Task
What is needed here is an exact repetition of the records below, beginning at the line that has "Task: confirm every instance of the storm" and stopping after the line that has "Sample output: [[285, 129]]".

##### Data supplied

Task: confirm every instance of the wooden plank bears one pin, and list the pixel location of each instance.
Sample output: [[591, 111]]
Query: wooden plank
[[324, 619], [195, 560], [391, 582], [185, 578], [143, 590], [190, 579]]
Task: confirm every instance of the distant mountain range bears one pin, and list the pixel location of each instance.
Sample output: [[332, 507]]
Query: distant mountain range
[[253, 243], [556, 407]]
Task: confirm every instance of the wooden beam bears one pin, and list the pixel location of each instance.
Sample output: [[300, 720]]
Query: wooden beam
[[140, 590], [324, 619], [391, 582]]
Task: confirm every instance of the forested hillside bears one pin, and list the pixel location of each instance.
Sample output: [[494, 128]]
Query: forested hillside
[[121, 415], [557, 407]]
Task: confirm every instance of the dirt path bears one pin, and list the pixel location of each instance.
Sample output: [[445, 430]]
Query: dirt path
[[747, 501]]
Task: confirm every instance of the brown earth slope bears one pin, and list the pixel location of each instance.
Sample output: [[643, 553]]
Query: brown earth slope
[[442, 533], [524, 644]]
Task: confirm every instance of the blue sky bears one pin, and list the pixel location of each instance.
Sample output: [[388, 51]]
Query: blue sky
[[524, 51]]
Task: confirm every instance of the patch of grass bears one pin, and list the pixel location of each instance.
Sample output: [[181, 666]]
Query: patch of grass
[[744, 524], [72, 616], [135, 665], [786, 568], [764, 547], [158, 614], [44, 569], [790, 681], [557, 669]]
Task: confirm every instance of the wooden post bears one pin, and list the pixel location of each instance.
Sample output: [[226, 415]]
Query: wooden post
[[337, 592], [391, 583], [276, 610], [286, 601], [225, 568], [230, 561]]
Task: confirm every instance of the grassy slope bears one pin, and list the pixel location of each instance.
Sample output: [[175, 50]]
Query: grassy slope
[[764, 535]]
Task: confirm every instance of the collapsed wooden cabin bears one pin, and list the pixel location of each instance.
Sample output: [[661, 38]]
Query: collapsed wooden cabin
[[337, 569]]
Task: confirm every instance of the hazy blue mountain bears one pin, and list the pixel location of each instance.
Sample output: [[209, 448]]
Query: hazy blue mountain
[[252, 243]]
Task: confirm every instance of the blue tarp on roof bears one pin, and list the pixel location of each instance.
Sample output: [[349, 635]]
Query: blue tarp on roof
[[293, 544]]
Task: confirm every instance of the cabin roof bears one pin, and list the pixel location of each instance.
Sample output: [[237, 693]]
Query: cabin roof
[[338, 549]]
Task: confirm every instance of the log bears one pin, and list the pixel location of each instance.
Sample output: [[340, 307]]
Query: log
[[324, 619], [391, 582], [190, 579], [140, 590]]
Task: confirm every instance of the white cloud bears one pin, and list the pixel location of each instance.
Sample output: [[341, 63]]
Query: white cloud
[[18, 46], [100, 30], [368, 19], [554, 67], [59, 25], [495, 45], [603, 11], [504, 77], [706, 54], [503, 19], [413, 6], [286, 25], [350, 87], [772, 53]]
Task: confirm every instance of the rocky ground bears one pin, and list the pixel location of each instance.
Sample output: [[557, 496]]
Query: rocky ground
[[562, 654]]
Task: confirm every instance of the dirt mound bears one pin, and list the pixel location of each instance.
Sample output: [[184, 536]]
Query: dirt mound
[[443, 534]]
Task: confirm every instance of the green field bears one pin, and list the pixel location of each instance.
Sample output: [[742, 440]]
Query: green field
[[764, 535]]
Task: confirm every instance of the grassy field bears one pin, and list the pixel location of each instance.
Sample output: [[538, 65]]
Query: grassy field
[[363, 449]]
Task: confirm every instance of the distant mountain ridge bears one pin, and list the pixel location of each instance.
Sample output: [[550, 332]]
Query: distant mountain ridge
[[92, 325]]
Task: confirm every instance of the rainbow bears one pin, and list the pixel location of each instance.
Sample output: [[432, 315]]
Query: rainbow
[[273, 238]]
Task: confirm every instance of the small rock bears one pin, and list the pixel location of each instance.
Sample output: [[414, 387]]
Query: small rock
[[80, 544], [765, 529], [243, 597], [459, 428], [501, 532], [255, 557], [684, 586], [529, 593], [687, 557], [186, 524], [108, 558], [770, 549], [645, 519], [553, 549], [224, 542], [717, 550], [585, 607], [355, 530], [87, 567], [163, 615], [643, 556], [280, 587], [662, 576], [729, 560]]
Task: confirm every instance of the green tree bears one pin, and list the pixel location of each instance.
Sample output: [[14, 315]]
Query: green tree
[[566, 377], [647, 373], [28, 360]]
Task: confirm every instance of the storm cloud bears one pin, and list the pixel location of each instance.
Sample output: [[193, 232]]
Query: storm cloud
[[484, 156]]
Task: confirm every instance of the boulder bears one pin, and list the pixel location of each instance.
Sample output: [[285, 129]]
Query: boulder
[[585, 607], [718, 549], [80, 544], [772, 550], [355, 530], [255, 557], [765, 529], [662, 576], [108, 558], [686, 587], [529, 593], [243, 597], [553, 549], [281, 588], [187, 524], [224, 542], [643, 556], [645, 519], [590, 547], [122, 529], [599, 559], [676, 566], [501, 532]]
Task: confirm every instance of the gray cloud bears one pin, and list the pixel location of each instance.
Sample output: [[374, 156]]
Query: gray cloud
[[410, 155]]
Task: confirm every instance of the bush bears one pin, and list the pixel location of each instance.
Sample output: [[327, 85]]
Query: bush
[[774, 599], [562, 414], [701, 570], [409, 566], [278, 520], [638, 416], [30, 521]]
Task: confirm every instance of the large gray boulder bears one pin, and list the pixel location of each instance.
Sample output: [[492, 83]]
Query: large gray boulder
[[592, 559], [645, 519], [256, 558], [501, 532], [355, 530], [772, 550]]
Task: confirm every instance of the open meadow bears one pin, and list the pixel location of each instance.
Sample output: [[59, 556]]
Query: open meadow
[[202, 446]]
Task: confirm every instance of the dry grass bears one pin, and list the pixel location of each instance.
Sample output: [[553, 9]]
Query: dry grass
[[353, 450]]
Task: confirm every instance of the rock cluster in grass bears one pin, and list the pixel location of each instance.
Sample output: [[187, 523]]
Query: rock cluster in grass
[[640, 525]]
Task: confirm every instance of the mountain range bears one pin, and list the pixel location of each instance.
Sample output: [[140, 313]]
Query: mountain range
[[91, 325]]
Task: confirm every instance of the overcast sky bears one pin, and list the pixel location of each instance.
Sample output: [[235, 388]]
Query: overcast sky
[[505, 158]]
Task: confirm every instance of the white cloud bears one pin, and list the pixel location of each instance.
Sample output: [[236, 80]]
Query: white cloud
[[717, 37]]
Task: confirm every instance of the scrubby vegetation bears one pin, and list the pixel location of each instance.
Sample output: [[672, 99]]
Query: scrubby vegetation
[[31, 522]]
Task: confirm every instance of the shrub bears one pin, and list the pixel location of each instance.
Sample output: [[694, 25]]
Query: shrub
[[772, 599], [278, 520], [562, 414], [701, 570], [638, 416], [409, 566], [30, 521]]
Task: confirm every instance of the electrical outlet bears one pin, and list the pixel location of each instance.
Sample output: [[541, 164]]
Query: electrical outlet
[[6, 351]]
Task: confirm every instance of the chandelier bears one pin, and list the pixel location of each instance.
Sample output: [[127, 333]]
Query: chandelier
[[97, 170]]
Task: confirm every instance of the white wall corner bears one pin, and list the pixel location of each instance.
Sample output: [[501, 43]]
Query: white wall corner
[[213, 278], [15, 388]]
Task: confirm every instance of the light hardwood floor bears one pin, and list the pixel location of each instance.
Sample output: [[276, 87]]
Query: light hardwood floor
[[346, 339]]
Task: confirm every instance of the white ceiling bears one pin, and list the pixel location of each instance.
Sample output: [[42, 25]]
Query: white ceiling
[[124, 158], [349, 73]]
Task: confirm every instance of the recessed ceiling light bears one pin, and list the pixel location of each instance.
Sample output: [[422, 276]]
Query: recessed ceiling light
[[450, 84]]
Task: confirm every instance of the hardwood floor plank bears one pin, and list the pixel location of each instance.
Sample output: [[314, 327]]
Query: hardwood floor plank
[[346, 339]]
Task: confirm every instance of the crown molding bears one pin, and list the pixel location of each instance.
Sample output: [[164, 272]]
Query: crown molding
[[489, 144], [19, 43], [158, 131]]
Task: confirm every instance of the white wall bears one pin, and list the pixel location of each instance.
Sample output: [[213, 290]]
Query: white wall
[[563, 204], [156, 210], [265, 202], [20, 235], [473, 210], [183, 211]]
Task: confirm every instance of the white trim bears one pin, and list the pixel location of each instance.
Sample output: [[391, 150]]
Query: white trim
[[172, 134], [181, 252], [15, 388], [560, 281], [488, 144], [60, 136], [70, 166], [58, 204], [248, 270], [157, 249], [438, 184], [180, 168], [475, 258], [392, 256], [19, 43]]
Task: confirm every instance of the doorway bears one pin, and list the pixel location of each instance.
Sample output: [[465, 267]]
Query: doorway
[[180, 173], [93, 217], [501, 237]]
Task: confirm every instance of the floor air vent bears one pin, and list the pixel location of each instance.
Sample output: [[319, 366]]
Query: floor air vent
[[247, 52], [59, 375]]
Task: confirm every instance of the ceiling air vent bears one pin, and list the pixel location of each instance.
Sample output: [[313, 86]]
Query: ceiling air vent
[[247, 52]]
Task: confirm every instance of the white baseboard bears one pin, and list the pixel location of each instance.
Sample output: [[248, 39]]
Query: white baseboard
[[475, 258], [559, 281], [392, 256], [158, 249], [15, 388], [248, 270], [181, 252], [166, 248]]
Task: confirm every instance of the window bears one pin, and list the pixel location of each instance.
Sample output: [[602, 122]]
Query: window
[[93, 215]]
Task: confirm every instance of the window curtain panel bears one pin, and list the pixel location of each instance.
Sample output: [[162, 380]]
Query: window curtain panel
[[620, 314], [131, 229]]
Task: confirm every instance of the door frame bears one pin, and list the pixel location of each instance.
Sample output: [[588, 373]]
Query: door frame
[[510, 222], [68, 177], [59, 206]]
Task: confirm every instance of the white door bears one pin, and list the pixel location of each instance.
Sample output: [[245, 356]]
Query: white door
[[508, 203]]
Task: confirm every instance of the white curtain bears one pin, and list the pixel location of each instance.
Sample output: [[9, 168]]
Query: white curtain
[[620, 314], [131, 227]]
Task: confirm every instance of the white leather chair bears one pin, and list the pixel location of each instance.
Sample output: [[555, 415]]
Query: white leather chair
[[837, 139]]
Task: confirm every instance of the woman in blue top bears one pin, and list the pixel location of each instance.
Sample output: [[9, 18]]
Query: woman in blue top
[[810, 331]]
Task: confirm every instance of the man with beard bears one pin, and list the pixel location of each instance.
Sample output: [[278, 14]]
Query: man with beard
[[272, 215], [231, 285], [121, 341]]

##########

Answer to this exercise
Task: confirm every instance of the storm cloud bears one pin, and list the pixel location of each instance.
Sample output: [[193, 232]]
Query: storm cloud
[[484, 156]]
Task: confirm every instance of the boulder bears one pin, and list the pixel location of each instance.
Sample output: [[285, 129]]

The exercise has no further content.